DATA IN THIS EXERCISE

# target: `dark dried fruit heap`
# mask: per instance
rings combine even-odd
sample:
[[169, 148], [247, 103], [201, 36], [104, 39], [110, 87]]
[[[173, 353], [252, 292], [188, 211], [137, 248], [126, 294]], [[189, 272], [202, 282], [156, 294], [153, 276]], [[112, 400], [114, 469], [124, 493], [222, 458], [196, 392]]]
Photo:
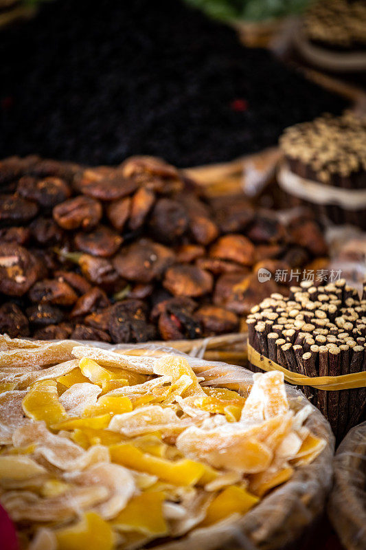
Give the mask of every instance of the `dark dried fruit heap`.
[[0, 34], [1, 157], [230, 161], [345, 107], [179, 0], [41, 3]]
[[[257, 271], [326, 255], [311, 214], [286, 226], [243, 197], [211, 201], [173, 166], [0, 162], [0, 332], [143, 342], [232, 332], [271, 292]], [[322, 266], [321, 266], [322, 267]]]

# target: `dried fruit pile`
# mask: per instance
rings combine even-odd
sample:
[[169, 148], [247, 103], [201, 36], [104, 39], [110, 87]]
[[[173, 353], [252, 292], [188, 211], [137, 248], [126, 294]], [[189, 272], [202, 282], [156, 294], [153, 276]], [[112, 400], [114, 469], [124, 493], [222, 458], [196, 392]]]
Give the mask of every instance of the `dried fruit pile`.
[[0, 35], [2, 156], [231, 161], [345, 106], [179, 0], [42, 3]]
[[182, 356], [0, 345], [0, 503], [24, 547], [122, 550], [201, 528], [216, 537], [210, 527], [235, 525], [326, 446], [305, 425], [312, 408], [290, 408], [279, 373], [256, 375], [243, 397], [202, 387]]
[[173, 166], [0, 163], [0, 332], [105, 342], [235, 331], [287, 289], [257, 270], [326, 254], [308, 214], [284, 226], [243, 197], [209, 201]]

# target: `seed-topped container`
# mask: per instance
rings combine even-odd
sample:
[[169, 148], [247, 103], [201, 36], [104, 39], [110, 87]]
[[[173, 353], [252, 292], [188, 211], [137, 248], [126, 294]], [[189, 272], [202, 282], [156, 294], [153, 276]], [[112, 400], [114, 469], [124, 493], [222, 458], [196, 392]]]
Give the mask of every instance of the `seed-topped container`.
[[366, 228], [366, 116], [324, 115], [285, 130], [277, 181], [294, 206]]
[[252, 308], [247, 324], [252, 369], [282, 371], [303, 386], [341, 440], [365, 406], [366, 286], [360, 298], [344, 279], [303, 281]]

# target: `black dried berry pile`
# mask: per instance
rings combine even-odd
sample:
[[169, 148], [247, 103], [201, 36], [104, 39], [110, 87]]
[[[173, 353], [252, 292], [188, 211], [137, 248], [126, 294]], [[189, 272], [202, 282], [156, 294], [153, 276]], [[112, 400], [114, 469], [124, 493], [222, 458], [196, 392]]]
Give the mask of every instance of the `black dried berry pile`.
[[231, 160], [343, 101], [178, 0], [58, 0], [0, 34], [0, 157]]

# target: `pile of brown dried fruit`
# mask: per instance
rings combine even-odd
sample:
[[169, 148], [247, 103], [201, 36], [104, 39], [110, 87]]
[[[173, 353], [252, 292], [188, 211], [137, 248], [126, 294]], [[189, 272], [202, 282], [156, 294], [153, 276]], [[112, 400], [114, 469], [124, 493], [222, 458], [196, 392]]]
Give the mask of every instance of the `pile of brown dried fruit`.
[[[208, 199], [161, 160], [86, 168], [0, 162], [0, 332], [105, 342], [236, 331], [271, 292], [264, 267], [326, 255], [305, 212], [286, 224], [243, 197]], [[321, 266], [323, 267], [323, 266]]]

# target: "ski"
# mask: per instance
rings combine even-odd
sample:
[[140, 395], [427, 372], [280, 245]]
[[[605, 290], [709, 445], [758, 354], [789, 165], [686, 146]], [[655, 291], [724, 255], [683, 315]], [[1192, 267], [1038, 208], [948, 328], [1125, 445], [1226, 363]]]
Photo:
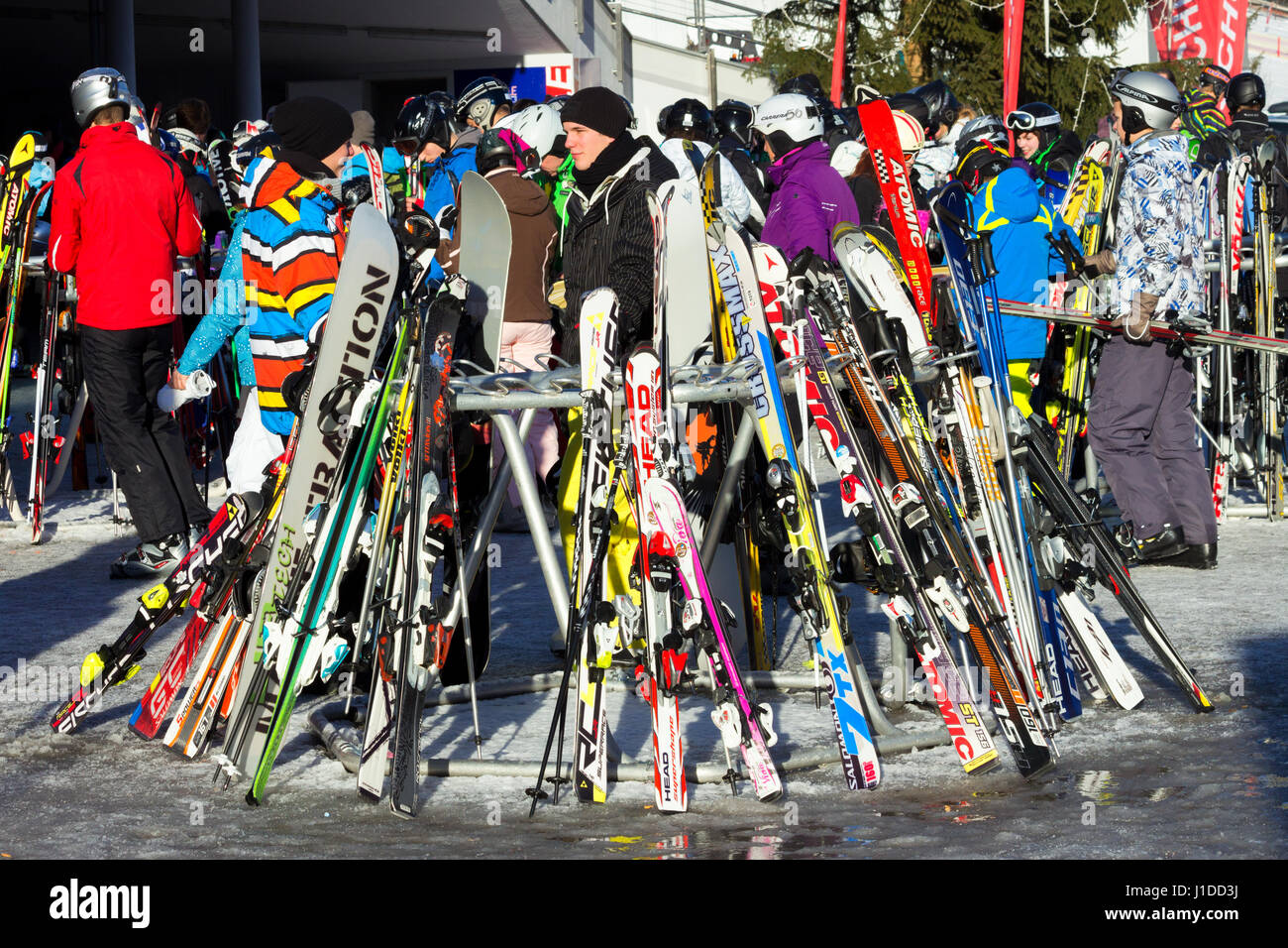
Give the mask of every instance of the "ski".
[[[680, 493], [665, 477], [652, 477], [644, 484], [641, 508], [641, 542], [645, 542], [647, 535], [650, 556], [674, 560], [679, 588], [684, 596], [681, 627], [696, 638], [711, 664], [716, 689], [716, 707], [711, 718], [720, 730], [726, 751], [737, 748], [742, 755], [756, 797], [772, 802], [782, 796], [783, 784], [778, 767], [769, 756], [769, 748], [777, 742], [769, 708], [753, 704], [747, 695], [724, 632], [720, 606], [711, 596], [697, 555]], [[726, 779], [733, 783], [732, 769]]]
[[174, 571], [139, 596], [139, 609], [120, 637], [85, 657], [81, 687], [54, 712], [49, 726], [61, 734], [79, 727], [113, 685], [134, 677], [146, 655], [143, 646], [166, 622], [183, 611], [193, 589], [204, 582], [206, 570], [218, 568], [228, 544], [238, 542], [259, 513], [259, 494], [233, 494], [210, 520], [205, 535]]

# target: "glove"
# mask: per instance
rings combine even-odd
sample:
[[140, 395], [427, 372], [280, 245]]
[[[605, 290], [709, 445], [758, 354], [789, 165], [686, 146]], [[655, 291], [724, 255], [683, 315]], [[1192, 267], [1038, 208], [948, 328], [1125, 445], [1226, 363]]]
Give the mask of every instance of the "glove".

EXERCISE OBJECTIVE
Could you rewrite the listing above with "every instance" changed to "each instance" wherever it appears and everything else left unchanged, omitting the pictures from your version?

OUTPUT OF THE EXERCISE
# target: `dark dried fruit heap`
# mask: per instance
rings combine even-odd
sample:
[[169, 148], [247, 103], [201, 36], [104, 39], [110, 87]]
[[[173, 353], [252, 292], [188, 211], [137, 248], [126, 294]], [[189, 272], [202, 282], [156, 294], [153, 276]], [[112, 400], [114, 469], [124, 493], [222, 458], [196, 392]]]
Photo:
Give the mask of each instance of the `dark dried fruit heap`.
[[0, 34], [1, 157], [230, 161], [345, 107], [179, 0], [41, 3]]
[[[257, 271], [326, 255], [311, 214], [286, 226], [243, 197], [211, 201], [173, 166], [0, 162], [0, 332], [143, 342], [232, 332], [271, 292]], [[322, 266], [321, 266], [322, 267]]]

# target: `dried fruit pile`
# mask: per instance
rings combine even-odd
sample:
[[169, 148], [247, 103], [201, 36], [104, 39], [110, 87]]
[[[173, 353], [252, 292], [188, 211], [137, 248], [126, 294]], [[189, 272], [202, 282], [156, 294], [153, 276]], [[112, 400], [114, 469], [124, 493], [222, 458], [196, 392]]]
Give the mask of each instance of the `dried fruit pile`.
[[0, 35], [2, 156], [231, 161], [345, 106], [179, 0], [42, 3]]
[[182, 356], [0, 345], [0, 503], [24, 547], [122, 550], [201, 528], [216, 537], [210, 527], [235, 525], [326, 446], [305, 425], [312, 408], [290, 408], [279, 373], [256, 375], [243, 397], [202, 387]]
[[173, 166], [0, 163], [0, 332], [105, 342], [235, 331], [287, 289], [257, 270], [326, 254], [308, 214], [284, 226], [243, 197], [209, 201]]

# target: `seed-topped container`
# mask: per instance
rings combine even-odd
sample:
[[169, 148], [247, 103], [201, 36], [104, 39], [110, 87]]
[[[173, 353], [252, 292], [188, 211], [137, 248], [126, 294]], [[189, 272], [202, 282], [156, 294], [153, 276]], [[112, 400], [114, 469], [124, 493], [222, 458], [196, 392]]]
Give the mask of each instance of the `seed-topped container`.
[[366, 228], [366, 116], [324, 115], [285, 130], [277, 181], [294, 206]]
[[252, 308], [247, 324], [252, 369], [282, 371], [303, 386], [341, 440], [365, 406], [366, 286], [360, 298], [344, 279], [303, 281]]

# target: `black dried berry pile`
# mask: per instance
rings combine even-odd
sample:
[[169, 148], [247, 103], [201, 36], [104, 39], [110, 87]]
[[[173, 353], [252, 292], [188, 211], [137, 248], [126, 294]], [[189, 272], [202, 282], [156, 294], [153, 276]], [[112, 400], [114, 469], [124, 493], [222, 458], [196, 392]]]
Give the mask of each instance of the `black dried berry pile`.
[[231, 160], [343, 101], [178, 0], [58, 0], [0, 34], [0, 157]]

# target: `pile of brown dried fruit`
# mask: per instance
rings combine even-odd
sample:
[[169, 148], [247, 103], [201, 36], [104, 39], [110, 87]]
[[[173, 353], [252, 292], [188, 211], [137, 248], [126, 294]], [[189, 272], [202, 282], [156, 294], [153, 276]], [[112, 400], [114, 469], [124, 493], [222, 458], [196, 392]]]
Give the mask of each instance of the `pile of brown dried fruit`.
[[[208, 199], [161, 160], [86, 168], [0, 162], [0, 332], [105, 342], [236, 331], [271, 292], [264, 267], [326, 255], [305, 212], [286, 224], [243, 197]], [[321, 266], [323, 267], [323, 266]]]

# target: "ski"
# mask: per instance
rings combine even-odd
sample:
[[140, 395], [427, 372], [280, 245]]
[[[605, 290], [709, 445], [758, 354], [789, 165], [686, 146]], [[655, 291], [724, 255], [683, 315]], [[1192, 267], [1038, 208], [948, 328], [1125, 445], [1226, 363]]]
Photo:
Give the mask of each instance of the "ski".
[[[680, 493], [665, 477], [652, 477], [644, 484], [641, 508], [641, 542], [645, 542], [647, 535], [650, 556], [674, 560], [679, 588], [684, 596], [681, 627], [696, 638], [711, 664], [716, 689], [716, 707], [711, 718], [720, 730], [726, 751], [737, 748], [742, 755], [756, 797], [772, 802], [782, 796], [783, 784], [778, 767], [769, 756], [769, 748], [777, 742], [769, 708], [753, 704], [747, 695], [724, 632], [720, 606], [711, 596], [697, 555]], [[726, 779], [733, 783], [732, 769]]]
[[174, 571], [139, 596], [139, 609], [120, 637], [85, 657], [81, 687], [54, 712], [49, 726], [61, 734], [79, 727], [113, 685], [134, 677], [146, 655], [143, 646], [166, 622], [183, 611], [193, 589], [204, 582], [206, 570], [218, 568], [228, 544], [238, 542], [259, 513], [259, 494], [233, 494], [210, 520], [205, 535]]

# target: "glove"
# mask: per instance
rings combine even-odd
sample:
[[140, 395], [427, 372], [280, 245]]
[[[605, 290], [709, 445], [758, 354], [789, 165], [686, 146]], [[655, 291], [724, 255], [683, 315]], [[1192, 267], [1038, 208], [948, 328], [1125, 445], [1226, 363]]]
Give the mask of each instance of the "glove".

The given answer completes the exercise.